■ **Jobs**:
A. In the essay on the Magic the Gathering sealed deck AI, how many Eldritch Moon sealed pools are analyzed?
B. Carry on the essay about the Magic the Gathering sealed deck AI, picking up after its last sentence.

■ **Document excerpt**:
══════════
NEW: Also subscribe to my new series, Programming Feedback for Advanced Beginners.
As far as I know, there are no good Magic the Gathering AIs. For the time being you are almost definitely a better Magic player than Deepmind. Nonetheless, if a huge metal cuboid in a trench coat and dark glasses ever asks whether you have a Standard deck with you, tell it that you aren’t into Pokemon and run for the hills.
In this essay we’re going to analyze data from 280 Eldritch Moon sealed pools that went either 4-1 or 5-0 in recent MTGO tournaments, and use this data to design a sealed deck building AI. We will then use this data and our AI to reason about what makes a sealed format “easy” or “hard”. This will both make you a better limited player and keep you safe come the inevitable ascendancy of mecha-Finkel.
Our sealed deck AI’s name is Lucille. Tragically, Lucille understands nothing about the mechanics of Magic the Gathering. She is, however, extremely good at statistics. It turns out that this is all she really needs.
The first version of Lucille is going to build her sealed decks in 2 stages:
Human players will often go back and forth between these stages, examining a few different color combinations in detail before making a final decision. Lucille doesn’t know how to do this, and once she’s made a choice she sticks with it, goddamit. Lucille also doesn’t understand artifacts, multi-colored cards, non-basic lands, or splashing. But this is her first foray into Limited Magic. Give her a break.
══════════
■ **Given information**:
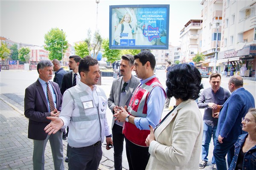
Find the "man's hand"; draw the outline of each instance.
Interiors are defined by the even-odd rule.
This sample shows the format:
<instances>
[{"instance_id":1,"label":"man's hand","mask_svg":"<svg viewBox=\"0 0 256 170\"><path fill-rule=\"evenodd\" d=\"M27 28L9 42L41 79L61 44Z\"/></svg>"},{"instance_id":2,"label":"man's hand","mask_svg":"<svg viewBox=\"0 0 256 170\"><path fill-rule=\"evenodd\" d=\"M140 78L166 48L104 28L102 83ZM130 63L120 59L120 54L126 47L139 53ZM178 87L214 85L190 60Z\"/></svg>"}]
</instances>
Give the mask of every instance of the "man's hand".
<instances>
[{"instance_id":1,"label":"man's hand","mask_svg":"<svg viewBox=\"0 0 256 170\"><path fill-rule=\"evenodd\" d=\"M215 118L218 118L218 115L220 114L220 112L217 112L214 113L215 116L213 117Z\"/></svg>"},{"instance_id":2,"label":"man's hand","mask_svg":"<svg viewBox=\"0 0 256 170\"><path fill-rule=\"evenodd\" d=\"M51 122L44 129L45 133L48 133L49 135L52 133L55 134L64 125L62 120L59 117L47 116L46 118L47 119L52 120Z\"/></svg>"},{"instance_id":3,"label":"man's hand","mask_svg":"<svg viewBox=\"0 0 256 170\"><path fill-rule=\"evenodd\" d=\"M147 137L146 141L145 142L145 143L147 146L149 146L150 143L151 143L152 141L155 140L154 136L154 129L151 125L149 125L148 126L150 128L150 134L148 135L148 137Z\"/></svg>"},{"instance_id":4,"label":"man's hand","mask_svg":"<svg viewBox=\"0 0 256 170\"><path fill-rule=\"evenodd\" d=\"M128 114L128 113L126 111L127 106L125 106L125 108L122 107L118 107L118 108L120 109L120 110L117 111L116 113L113 115L114 117L116 117L115 120L118 120L119 122L125 122L125 118L129 115L129 114Z\"/></svg>"},{"instance_id":5,"label":"man's hand","mask_svg":"<svg viewBox=\"0 0 256 170\"><path fill-rule=\"evenodd\" d=\"M224 137L221 137L221 135L219 135L219 136L218 137L218 141L220 143L223 143L223 142L222 142L222 139L223 139L223 138L224 138Z\"/></svg>"},{"instance_id":6,"label":"man's hand","mask_svg":"<svg viewBox=\"0 0 256 170\"><path fill-rule=\"evenodd\" d=\"M107 150L109 150L111 149L111 147L108 147L108 145L109 144L111 144L112 145L113 144L113 142L112 140L112 138L111 137L106 138L106 142L107 142L107 146L106 146L106 149Z\"/></svg>"},{"instance_id":7,"label":"man's hand","mask_svg":"<svg viewBox=\"0 0 256 170\"><path fill-rule=\"evenodd\" d=\"M218 108L218 105L214 103L208 103L208 106L212 109L217 109Z\"/></svg>"}]
</instances>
══════════
■ **The answers**:
A. 280 sealed pools, each of which went 4-1 or 5-0 in recent MTGO tournaments.

B.
Lucille chooses her colors by looking for cards in her pool that typically make people more likely to play its colors. These might be bombs, removal, or something else entirely. In order to do this, she calculates a Desirability Rating for each card:
(The probability that a pool WITH a card plays its color AND plays the card) -
(The probability that a pool WITHOUT the card plays its color)
This reflects the extent to which a card pulls a deck-builder into its color. Let’s look at the commons from Eldritch Moon, since these are the cards that we have the most data for:
As we might expect, the cards at the top of the list are overwhelmingly good creatures and removal spells. Combat tricks and card draw tend not to feature.
The top cards are also those that fill a role that is otherwise hard to replace. There are few red cards that can provide the savage ground beating of a Brazen Wolves attacking as a 4/3 on turn 4. Ulvenwald Captive is the only good, common mana dork in the format. Prey Upon is significantly higher than Galvanic Bombardment, despite being a much, much worse card. It provides the removal that a green-based deck might otherwise be missing. Bombardment is one of the best removal spells in the format, but a color that also has Fiery Temper, Make Mischief, Incendiary Flow and Savage Alliance can find replacements without much trouble.
Gavony Unhallowed is the biggest surprise in this list, coming in at #6 and beating out many cards that appear to be much more powerful, including strong black commons like Midnight Scavengers and Boon of Emrakul. However, it provides a uniquely large and reasonably costed body that can hold down the fort for black decks that might otherwise have trouble blocking anything with more than 2 power. It makes strong but otherwise flimsy black pools full of cards like Olivia’s Bloodsworn a more viable option.
By contrast, despite being 2 power of flying for a mere 2 mana, Tattered Haunter is so terrible on defense that it is not a strong pull into blue. If you are fortunate to get enough cards that can gum up the ground whilst it swings in the air then you will absolutely play it in your blue decks. But it’s whether or not you get those (relatively hard to come by) cards that will dictate whether or not you play blue, not whether or not you get a Tattered Haunter.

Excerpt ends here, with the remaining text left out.